Recast all of the data below as a JSON list of strings, one string per line, leaving out blank lines.

BEGIN Input records

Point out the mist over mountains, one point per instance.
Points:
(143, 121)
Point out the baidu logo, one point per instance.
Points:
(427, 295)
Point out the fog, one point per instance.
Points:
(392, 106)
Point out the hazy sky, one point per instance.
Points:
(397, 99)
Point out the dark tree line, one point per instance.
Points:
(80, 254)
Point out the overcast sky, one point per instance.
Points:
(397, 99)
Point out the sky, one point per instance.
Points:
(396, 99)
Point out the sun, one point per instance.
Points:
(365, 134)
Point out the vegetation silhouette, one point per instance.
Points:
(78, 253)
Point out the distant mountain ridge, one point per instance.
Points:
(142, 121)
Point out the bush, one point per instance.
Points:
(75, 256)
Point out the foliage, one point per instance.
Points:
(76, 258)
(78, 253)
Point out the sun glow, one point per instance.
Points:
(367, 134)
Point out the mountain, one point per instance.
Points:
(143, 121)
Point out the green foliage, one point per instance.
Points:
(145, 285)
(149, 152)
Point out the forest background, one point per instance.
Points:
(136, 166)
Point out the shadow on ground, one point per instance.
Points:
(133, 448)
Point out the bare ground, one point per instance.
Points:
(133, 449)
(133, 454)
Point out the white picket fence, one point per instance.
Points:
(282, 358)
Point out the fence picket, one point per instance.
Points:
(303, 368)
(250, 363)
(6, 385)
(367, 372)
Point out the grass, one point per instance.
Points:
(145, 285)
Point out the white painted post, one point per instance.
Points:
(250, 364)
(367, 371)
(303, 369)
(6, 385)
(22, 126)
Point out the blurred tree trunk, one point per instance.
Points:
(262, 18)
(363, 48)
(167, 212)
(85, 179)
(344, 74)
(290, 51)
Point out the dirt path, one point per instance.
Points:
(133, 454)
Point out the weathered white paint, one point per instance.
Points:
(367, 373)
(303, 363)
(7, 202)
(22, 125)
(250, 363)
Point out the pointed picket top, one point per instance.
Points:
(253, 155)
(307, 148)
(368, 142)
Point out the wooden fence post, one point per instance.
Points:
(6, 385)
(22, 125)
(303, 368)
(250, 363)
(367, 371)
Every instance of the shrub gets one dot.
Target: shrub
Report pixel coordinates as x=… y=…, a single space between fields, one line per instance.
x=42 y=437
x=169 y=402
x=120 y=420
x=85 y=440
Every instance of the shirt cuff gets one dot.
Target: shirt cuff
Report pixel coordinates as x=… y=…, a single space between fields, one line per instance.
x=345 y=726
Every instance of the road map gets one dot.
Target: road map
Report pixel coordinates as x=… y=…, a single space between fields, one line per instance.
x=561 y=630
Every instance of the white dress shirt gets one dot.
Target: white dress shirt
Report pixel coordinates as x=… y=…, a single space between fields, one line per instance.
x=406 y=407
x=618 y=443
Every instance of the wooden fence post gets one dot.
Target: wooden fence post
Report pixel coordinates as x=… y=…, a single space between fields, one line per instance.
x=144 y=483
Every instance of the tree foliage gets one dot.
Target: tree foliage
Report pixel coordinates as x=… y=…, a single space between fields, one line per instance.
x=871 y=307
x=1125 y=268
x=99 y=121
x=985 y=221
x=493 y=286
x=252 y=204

END Input records

● Exercise result
[
  "Point out the mist over mountains, one point per instance.",
  "Points:",
  "(143, 121)",
  "Point out the baidu logo, one point per instance.",
  "Points:",
  "(427, 295)",
  "Point out the fog, one point per instance.",
  "Points:",
  "(392, 106)",
  "Point out the hazy sky, one point per instance.",
  "Points:",
  "(397, 99)",
  "Point out the dark tree line, one point per instance.",
  "Points:",
  "(80, 254)",
  "Point out the overcast sky, one point per instance.",
  "Points:",
  "(397, 99)",
  "Point out the sky, one point per instance.",
  "Points:",
  "(396, 99)",
  "Point out the sun, one point per instance.",
  "Points:",
  "(365, 134)",
  "Point out the vegetation silhouette, one point per instance.",
  "Points:",
  "(78, 253)",
  "Point out the distant mountain ridge, one point per instance.",
  "Points:",
  "(142, 121)",
  "Point out the bush, one point per instance.",
  "Points:",
  "(75, 256)",
  "Point out the foliage, one point per instance.",
  "Points:",
  "(76, 258)",
  "(78, 253)",
  "Point out the sun glow, one point per instance.",
  "Points:",
  "(367, 134)",
  "Point out the mountain, one point per instance.",
  "Points:",
  "(143, 121)",
  "Point out the green foliage, one point per instance.",
  "Points:",
  "(145, 285)",
  "(149, 152)",
  "Point out the forest background, one point per instance.",
  "Points:",
  "(136, 166)",
  "Point out the shadow on ground, one point per instance.",
  "Points:",
  "(133, 448)",
  "Point out the bare ground, one point per instance.",
  "Points:",
  "(133, 449)",
  "(133, 454)",
  "Point out the white picket fence, one point per instance.",
  "Points:",
  "(282, 358)",
  "Point out the fence picket, one point per instance.",
  "Points:",
  "(303, 368)",
  "(250, 363)",
  "(6, 385)",
  "(367, 372)",
  "Point out the grass, one point per instance.",
  "Points:",
  "(145, 285)",
  "Point out the white painted post, one point per instance.",
  "Points:",
  "(250, 364)",
  "(367, 371)",
  "(303, 369)",
  "(6, 385)",
  "(22, 126)",
  "Point out the blurred tree trunk, one point per instance.",
  "Points:",
  "(262, 18)",
  "(363, 48)",
  "(167, 212)",
  "(85, 179)",
  "(344, 74)",
  "(290, 51)",
  "Point out the dirt path, one point per instance.",
  "Points:",
  "(133, 454)",
  "Point out the weathered white paint, one point per instance.",
  "Points:",
  "(367, 373)",
  "(303, 363)",
  "(7, 202)",
  "(22, 125)",
  "(250, 363)",
  "Point out the pointed picket top, one point per instance.",
  "Points:",
  "(253, 155)",
  "(307, 148)",
  "(368, 142)",
  "Point out the wooden fence post, one point per instance.",
  "Points:",
  "(6, 385)",
  "(22, 125)",
  "(303, 368)",
  "(250, 363)",
  "(367, 371)",
  "Every instance of the shrub gets one dot.",
  "Target: shrub",
  "Report pixel coordinates as x=… y=…, a single space between fields, one line per instance.",
  "x=42 y=437",
  "x=169 y=402",
  "x=120 y=420",
  "x=85 y=440",
  "Every instance of the shirt cuff gets one dot.",
  "Target: shirt cuff",
  "Report pixel coordinates as x=… y=…, a single space between fields, one line per instance.",
  "x=345 y=726",
  "Every instance of the road map gets one dot.",
  "Target: road map",
  "Report pixel coordinates as x=… y=…, a single space between fields, one line per instance.",
  "x=561 y=630",
  "Every instance of the white dress shirt gets one dot.",
  "Target: white dress shirt",
  "Report pixel coordinates as x=… y=…, a single space between fields, one line per instance.",
  "x=406 y=407",
  "x=618 y=443",
  "Every instance of the wooden fence post gets one dot.",
  "Target: wooden fence post",
  "Report pixel coordinates as x=… y=…, a single space between fields, one line per instance.",
  "x=144 y=483",
  "Every instance of the tree foliage gets one dot.",
  "Target: tree foliage",
  "Report pixel coordinates as x=… y=…, a single space between fields, one line per instance.",
  "x=871 y=307",
  "x=1125 y=268",
  "x=99 y=121",
  "x=985 y=221",
  "x=493 y=286",
  "x=252 y=204"
]